> [TEXT PASSAGE]
---*---

Byte 1: Answering a Question With Fusion Table Data

  • Description: Your final product will be the a web-enabled application that use data from Google Fusion Tables to answer a question (should be something like [yourpseudonym]-fusion.appspot.com)
  • Source Code: See https://github.com/jmankoff/data, in Assignments
  • For some assignments we will provide complete or partial source code that you can look at. It is recommended that you try to construct your own source code using the tutorial and only refer to the provided code as needed. This is especially important since we build up the source code iteratively in the tutorial, gradually replacing portions of it, and the provided source code only shows a single view (the final version). In addition, it will rarely be the case that you can use that source code entirely unmodified to complete an assignment. 

Overview

In this project, you will create a small application that displays data from Google Fusion Tables. The work you do in this project byte is something you will build on throughout this class. This assignment has the following learning goals:

  • Setting up your environment
  • A first experience with Python
  • A first experience with programmable HTML
  • A first experience setting up a question and deciding what data helps to answer the question.

Detailed instructions for Byte 1

This project requires you to use Python 2.7 (please note the version number) and some additional libraries that are available for python. To learn more about Python, you may want to explore www.pythontutor.com. The textbook Introduction to Computing and Programming in Python is an excellent introductory book aimed at non programmers.

---*---

> [DATA EXCERPT]
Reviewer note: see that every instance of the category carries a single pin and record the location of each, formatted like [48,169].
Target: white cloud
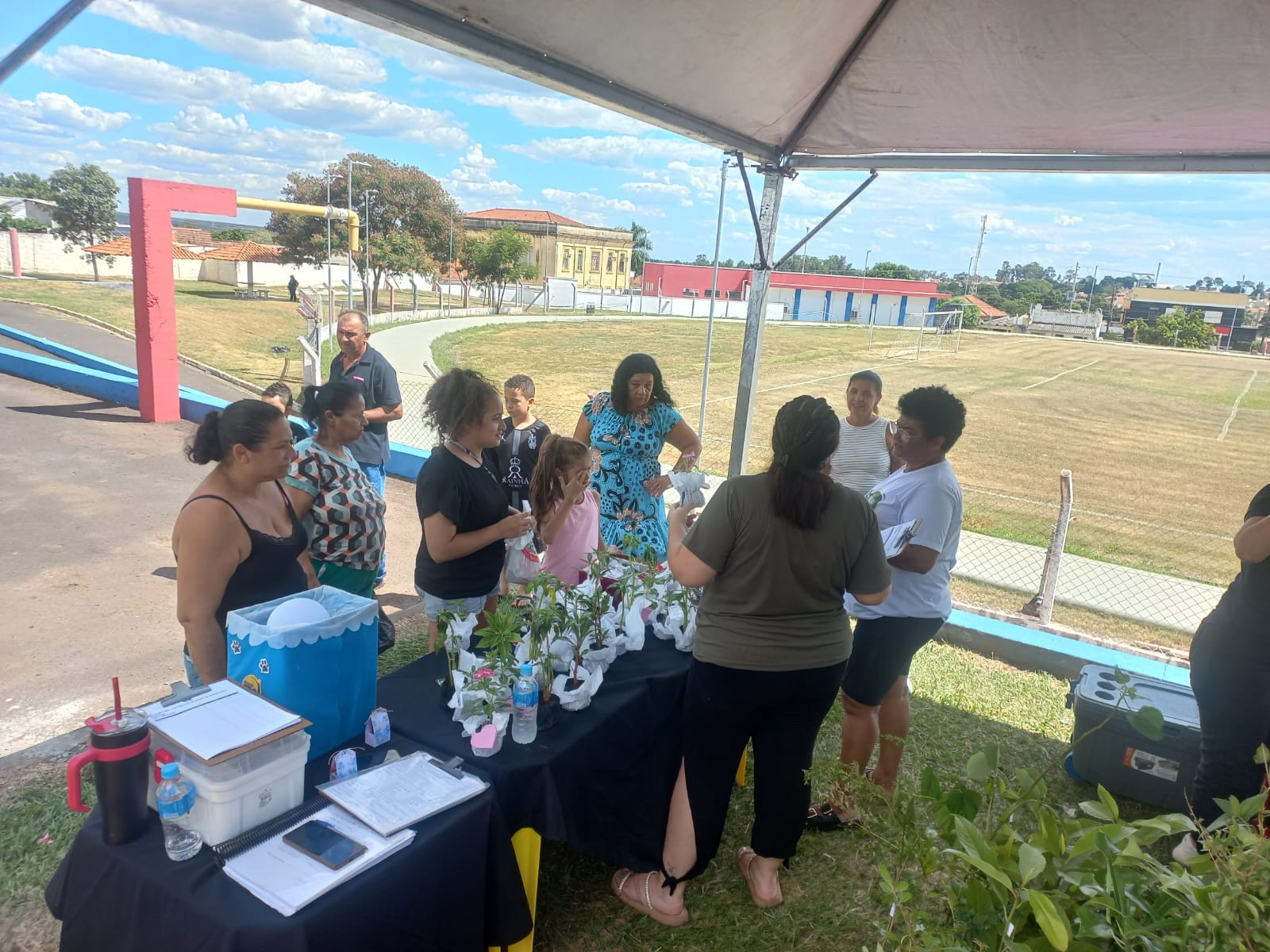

---*---

> [OBJECTIVE A]
Answer from the Byte 1 assignment:
(i) Which version of Python does the project require?
(ii) Where can the source code be found?
(iii) Which website is suggested for learning more about Python?
> [OBJECTIVE B] Reproduce everything in the Byte 1 assignment from "In this project, you" down to "answer the question.".
None of the lines matter here.

> [CORRECT RESPONSE A]
(i) Python 2.7
(ii) https://github.com/jmankoff/data, in Assignments
(iii) www.pythontutor.com

> [CORRECT RESPONSE B]
In this project, you will create a small application that displays data from Google Fusion Tables. The work you do in this project byte is something you will build on throughout this class. This assignment has the following learning goals:

  • Setting up your environment
  • A first experience with Python
  • A first experience with programmable HTML
  • A first experience setting up a question and deciding what data helps to answer the question.